**** Listing
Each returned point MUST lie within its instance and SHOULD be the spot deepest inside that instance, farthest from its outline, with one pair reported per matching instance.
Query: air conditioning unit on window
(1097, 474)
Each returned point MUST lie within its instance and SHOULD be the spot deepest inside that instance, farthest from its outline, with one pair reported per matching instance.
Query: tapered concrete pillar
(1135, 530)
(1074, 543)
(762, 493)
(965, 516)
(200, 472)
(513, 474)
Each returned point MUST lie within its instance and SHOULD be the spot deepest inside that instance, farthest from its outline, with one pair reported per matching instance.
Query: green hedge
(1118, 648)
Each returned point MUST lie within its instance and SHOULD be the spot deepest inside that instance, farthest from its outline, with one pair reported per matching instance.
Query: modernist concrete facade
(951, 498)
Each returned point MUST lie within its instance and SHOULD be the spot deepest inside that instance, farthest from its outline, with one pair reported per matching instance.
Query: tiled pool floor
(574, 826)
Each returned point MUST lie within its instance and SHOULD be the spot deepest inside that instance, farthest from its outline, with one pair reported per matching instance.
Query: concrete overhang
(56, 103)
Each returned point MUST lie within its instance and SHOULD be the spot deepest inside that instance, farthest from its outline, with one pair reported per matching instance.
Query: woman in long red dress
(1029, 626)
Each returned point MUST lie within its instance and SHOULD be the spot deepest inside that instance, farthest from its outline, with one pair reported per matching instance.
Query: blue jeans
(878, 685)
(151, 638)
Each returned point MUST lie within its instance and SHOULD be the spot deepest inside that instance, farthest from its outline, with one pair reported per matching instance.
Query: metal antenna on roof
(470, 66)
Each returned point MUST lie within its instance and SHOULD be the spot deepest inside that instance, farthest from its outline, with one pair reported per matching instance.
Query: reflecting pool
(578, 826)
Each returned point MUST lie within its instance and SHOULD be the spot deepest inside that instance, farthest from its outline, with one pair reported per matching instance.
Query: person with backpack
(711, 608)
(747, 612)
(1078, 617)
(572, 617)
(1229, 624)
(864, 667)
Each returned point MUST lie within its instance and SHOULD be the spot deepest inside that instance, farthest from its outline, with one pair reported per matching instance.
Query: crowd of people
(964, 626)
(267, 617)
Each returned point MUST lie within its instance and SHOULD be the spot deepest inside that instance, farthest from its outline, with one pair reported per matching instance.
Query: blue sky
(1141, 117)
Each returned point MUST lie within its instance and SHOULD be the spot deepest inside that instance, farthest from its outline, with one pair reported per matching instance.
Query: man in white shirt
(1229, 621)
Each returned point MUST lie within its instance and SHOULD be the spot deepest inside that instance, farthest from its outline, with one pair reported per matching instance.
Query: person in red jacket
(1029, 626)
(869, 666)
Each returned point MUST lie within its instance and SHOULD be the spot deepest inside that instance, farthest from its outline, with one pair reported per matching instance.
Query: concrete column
********
Given task :: Count how many lines in the records above contain the word "person", and reply with the number alone.

Worked answer :: 2